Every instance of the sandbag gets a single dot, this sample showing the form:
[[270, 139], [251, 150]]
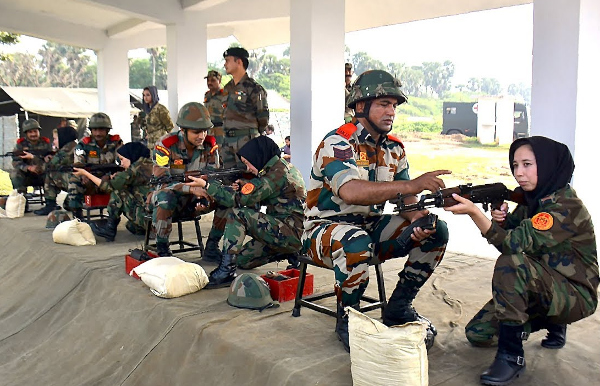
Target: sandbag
[[170, 277], [73, 232], [382, 355]]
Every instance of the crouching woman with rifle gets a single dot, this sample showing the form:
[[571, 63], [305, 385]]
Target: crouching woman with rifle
[[547, 274]]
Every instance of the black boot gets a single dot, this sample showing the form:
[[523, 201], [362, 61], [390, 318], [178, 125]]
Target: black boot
[[108, 230], [510, 361], [556, 337], [50, 206], [399, 310], [224, 274], [212, 254]]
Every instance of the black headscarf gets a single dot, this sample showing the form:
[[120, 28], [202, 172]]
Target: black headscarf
[[65, 135], [259, 151], [133, 151], [555, 167]]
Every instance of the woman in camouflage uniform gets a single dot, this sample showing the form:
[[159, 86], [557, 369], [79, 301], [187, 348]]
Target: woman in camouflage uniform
[[128, 190], [547, 274]]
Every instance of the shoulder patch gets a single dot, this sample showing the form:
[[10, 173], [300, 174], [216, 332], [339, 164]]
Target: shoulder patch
[[542, 221], [347, 130]]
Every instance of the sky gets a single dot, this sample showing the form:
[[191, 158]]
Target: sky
[[492, 44]]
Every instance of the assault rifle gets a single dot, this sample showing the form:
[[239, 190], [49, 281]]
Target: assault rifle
[[488, 194], [225, 176]]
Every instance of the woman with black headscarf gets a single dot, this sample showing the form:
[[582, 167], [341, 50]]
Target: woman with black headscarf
[[128, 190], [547, 274], [275, 234]]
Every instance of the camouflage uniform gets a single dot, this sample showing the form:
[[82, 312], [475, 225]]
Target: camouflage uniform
[[280, 187], [88, 151], [542, 275], [170, 157], [128, 192], [246, 116], [158, 123], [346, 237]]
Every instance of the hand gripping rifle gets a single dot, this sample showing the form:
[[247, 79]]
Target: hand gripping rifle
[[488, 194]]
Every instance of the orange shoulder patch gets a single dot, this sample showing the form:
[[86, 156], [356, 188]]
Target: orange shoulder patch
[[542, 221]]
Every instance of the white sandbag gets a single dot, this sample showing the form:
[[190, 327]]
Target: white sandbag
[[170, 277], [385, 356], [73, 232]]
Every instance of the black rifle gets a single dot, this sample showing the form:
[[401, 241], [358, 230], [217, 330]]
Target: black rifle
[[489, 194]]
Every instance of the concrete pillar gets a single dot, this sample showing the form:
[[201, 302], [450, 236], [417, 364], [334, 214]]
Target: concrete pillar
[[113, 87], [566, 80], [317, 31], [186, 61]]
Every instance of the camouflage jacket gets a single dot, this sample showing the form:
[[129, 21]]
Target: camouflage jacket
[[87, 151], [23, 144], [560, 234], [246, 106], [158, 123], [279, 186], [350, 153], [135, 179], [214, 105]]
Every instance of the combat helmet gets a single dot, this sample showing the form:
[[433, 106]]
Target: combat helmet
[[100, 121], [249, 290], [194, 116], [375, 84], [31, 124]]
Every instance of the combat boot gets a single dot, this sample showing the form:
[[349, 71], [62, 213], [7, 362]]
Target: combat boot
[[212, 254], [108, 230], [510, 361], [46, 210], [556, 337], [224, 274]]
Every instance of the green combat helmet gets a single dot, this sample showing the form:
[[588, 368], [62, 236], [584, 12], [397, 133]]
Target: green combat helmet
[[250, 291], [31, 124], [100, 121], [195, 116], [375, 84]]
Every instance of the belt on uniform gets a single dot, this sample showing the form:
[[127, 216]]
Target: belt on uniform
[[240, 132]]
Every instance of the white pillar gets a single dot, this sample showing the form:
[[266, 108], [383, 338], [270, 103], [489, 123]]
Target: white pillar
[[566, 80], [317, 32], [113, 87], [186, 62]]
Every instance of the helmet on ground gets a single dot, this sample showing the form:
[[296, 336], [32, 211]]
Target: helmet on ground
[[31, 124], [250, 291], [195, 116], [375, 84], [100, 121]]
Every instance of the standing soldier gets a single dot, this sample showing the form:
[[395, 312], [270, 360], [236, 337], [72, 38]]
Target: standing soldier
[[28, 169], [98, 149], [246, 113], [214, 101]]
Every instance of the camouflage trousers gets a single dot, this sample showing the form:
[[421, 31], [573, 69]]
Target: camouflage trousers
[[526, 291], [348, 249], [55, 183], [231, 145], [269, 236], [21, 180]]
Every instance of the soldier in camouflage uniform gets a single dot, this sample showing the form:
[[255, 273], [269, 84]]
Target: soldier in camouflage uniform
[[278, 186], [128, 191], [547, 274], [98, 149], [174, 154], [65, 140], [246, 113], [158, 119], [214, 101], [356, 169], [28, 170]]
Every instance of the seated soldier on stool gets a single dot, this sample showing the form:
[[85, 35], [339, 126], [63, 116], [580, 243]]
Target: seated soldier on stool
[[188, 149]]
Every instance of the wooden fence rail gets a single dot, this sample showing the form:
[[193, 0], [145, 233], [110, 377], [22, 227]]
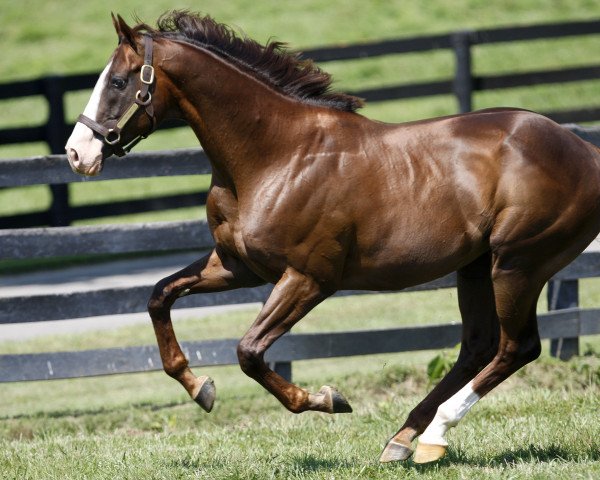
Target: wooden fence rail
[[564, 325], [462, 83]]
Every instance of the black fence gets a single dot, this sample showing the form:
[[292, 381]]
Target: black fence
[[564, 324], [462, 83]]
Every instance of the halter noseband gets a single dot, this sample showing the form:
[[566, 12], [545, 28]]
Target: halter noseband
[[143, 98]]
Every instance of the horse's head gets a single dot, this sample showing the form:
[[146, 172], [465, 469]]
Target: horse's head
[[121, 110]]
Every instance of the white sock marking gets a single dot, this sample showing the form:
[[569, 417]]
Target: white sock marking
[[448, 415]]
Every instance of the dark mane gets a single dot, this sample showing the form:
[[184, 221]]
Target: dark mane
[[272, 62]]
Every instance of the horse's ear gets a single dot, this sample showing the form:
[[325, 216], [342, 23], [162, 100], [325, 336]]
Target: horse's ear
[[124, 31]]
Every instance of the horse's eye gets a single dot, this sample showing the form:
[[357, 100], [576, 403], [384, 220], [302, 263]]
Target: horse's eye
[[118, 83]]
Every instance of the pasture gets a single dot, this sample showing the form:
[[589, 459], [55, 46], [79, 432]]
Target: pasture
[[542, 423]]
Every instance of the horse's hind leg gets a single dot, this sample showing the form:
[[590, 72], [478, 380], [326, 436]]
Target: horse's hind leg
[[516, 294], [292, 298], [479, 343], [213, 273]]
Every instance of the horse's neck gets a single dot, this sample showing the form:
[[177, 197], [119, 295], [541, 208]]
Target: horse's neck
[[240, 121]]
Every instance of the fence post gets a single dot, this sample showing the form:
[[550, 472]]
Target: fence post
[[56, 136], [563, 294], [463, 79]]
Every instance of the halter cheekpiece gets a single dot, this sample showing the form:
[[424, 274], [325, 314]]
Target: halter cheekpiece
[[143, 98]]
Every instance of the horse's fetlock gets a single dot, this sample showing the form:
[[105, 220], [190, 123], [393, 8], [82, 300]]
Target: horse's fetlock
[[175, 366], [249, 358]]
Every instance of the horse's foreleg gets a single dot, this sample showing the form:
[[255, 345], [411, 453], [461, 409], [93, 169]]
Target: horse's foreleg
[[213, 273], [292, 298], [479, 343]]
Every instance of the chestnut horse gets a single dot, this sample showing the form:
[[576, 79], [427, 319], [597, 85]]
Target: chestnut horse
[[313, 197]]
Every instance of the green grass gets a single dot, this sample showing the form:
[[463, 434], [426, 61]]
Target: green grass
[[541, 423]]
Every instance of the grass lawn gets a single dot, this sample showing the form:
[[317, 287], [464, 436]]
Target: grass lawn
[[542, 423]]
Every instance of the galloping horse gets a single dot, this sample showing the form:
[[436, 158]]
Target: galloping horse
[[311, 196]]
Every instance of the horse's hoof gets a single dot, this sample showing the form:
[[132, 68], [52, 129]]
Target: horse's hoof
[[426, 453], [334, 400], [395, 451], [205, 396]]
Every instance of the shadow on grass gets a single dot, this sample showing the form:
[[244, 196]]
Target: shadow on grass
[[526, 454], [312, 463], [57, 414]]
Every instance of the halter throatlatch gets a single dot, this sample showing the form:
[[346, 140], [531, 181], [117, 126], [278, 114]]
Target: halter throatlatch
[[143, 99]]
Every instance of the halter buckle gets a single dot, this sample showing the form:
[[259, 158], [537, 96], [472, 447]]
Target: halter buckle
[[117, 138], [147, 69], [141, 102]]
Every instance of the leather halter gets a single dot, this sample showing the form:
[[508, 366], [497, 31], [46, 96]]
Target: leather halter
[[143, 98]]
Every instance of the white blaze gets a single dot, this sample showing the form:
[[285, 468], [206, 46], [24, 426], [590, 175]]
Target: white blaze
[[84, 150], [448, 415]]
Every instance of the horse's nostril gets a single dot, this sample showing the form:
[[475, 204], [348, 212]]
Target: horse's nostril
[[73, 156]]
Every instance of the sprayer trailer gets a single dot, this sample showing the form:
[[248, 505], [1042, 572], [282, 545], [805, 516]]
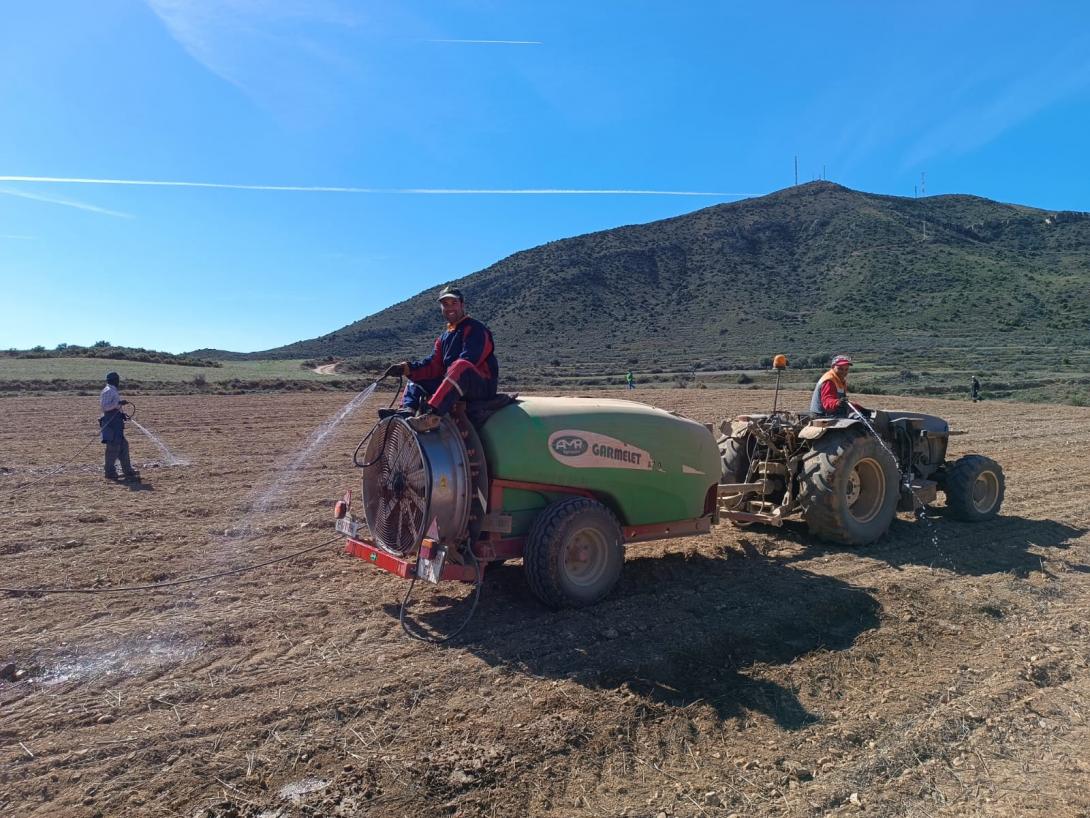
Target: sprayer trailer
[[848, 477], [564, 483]]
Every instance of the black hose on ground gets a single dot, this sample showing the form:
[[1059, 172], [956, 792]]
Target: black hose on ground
[[79, 452], [420, 635]]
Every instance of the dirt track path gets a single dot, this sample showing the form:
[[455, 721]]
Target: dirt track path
[[942, 672]]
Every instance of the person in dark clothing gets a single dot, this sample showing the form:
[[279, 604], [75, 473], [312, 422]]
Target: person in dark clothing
[[462, 364], [112, 424]]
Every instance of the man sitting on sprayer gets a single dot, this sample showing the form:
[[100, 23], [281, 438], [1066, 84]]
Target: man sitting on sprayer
[[461, 365], [112, 424], [831, 394]]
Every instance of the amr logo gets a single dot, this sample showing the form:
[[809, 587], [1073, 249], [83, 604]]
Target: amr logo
[[569, 445]]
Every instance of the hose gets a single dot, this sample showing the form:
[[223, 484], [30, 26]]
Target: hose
[[386, 435], [420, 635]]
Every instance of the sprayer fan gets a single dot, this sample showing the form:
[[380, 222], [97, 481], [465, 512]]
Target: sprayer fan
[[396, 488]]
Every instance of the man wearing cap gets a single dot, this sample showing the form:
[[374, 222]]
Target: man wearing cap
[[831, 394], [462, 364], [112, 424]]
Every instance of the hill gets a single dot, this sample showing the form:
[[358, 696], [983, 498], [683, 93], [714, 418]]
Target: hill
[[808, 269]]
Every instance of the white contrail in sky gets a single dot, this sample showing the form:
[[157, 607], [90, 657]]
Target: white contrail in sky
[[65, 202], [330, 189], [492, 41]]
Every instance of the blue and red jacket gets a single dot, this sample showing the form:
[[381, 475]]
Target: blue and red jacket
[[465, 346]]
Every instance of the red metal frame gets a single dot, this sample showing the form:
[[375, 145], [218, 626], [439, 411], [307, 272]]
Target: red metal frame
[[402, 567]]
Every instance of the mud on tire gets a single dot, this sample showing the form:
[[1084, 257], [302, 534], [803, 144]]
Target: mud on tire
[[573, 554], [975, 486], [848, 488]]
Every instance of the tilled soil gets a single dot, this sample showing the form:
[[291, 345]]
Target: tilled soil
[[751, 672]]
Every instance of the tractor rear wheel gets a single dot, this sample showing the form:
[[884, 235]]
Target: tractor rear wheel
[[574, 553], [849, 488], [975, 486], [735, 456]]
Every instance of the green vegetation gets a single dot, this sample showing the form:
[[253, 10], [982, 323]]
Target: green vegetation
[[813, 269], [105, 349], [20, 375]]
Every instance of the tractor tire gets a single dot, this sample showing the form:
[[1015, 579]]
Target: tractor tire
[[573, 554], [975, 486], [734, 455], [849, 488]]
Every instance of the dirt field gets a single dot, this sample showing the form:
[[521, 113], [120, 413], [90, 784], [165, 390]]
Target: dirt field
[[750, 672]]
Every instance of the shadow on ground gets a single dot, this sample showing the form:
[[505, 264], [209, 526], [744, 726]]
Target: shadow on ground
[[679, 629]]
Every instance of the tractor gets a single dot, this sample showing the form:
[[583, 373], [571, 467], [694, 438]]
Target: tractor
[[848, 477], [565, 483]]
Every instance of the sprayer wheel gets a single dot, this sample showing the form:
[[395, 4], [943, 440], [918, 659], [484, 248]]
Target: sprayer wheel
[[574, 553]]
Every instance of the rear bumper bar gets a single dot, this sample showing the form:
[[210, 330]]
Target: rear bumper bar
[[401, 567]]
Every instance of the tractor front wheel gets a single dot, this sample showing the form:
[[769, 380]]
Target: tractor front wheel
[[975, 486], [849, 488], [573, 554]]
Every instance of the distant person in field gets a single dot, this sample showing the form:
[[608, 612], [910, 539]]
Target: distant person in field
[[112, 424], [462, 364], [830, 398]]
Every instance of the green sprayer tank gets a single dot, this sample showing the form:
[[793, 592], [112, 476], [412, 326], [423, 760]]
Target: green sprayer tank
[[648, 465]]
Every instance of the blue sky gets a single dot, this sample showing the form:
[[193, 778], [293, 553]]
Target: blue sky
[[406, 106]]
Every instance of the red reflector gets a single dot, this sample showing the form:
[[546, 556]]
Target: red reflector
[[711, 498]]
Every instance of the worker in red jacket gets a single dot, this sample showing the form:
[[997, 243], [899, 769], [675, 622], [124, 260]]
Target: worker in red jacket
[[831, 395], [462, 364]]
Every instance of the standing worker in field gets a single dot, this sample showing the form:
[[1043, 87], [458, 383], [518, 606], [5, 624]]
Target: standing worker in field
[[112, 424], [462, 364], [831, 395]]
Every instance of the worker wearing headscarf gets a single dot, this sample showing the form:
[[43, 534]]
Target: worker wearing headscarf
[[831, 395]]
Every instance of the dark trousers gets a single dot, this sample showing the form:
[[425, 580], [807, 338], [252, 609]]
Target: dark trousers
[[473, 387], [118, 449]]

#####

- _WHAT IS NEEDED_:
Reproduce the material word for word, from the line with "Every instance of the blue and" to the line with "[[402, 567]]", both of those lines included.

- _RESULT OF THIS TASK_:
Every instance of the blue and red jacket gets a single dot, this sample showing the form:
[[381, 475]]
Target: blue and red jacket
[[465, 346]]
Every instance of the red metal frame gets a single dot, this sample showing the form:
[[375, 145], [218, 626], [439, 411], [307, 272]]
Target: red metal frame
[[402, 567]]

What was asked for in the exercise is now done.